--- Task description ---
Which lines of the records contain the word "belly"? Show each of them.

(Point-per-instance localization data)
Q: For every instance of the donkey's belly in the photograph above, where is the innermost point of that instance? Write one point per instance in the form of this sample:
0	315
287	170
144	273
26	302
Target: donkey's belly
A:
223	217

--- Exercise response ---
Q: For every instance of the donkey's belly in the photograph above, where is the innermost point of that instance? Write one point per instance in the form of this sample:
Target: donkey's belly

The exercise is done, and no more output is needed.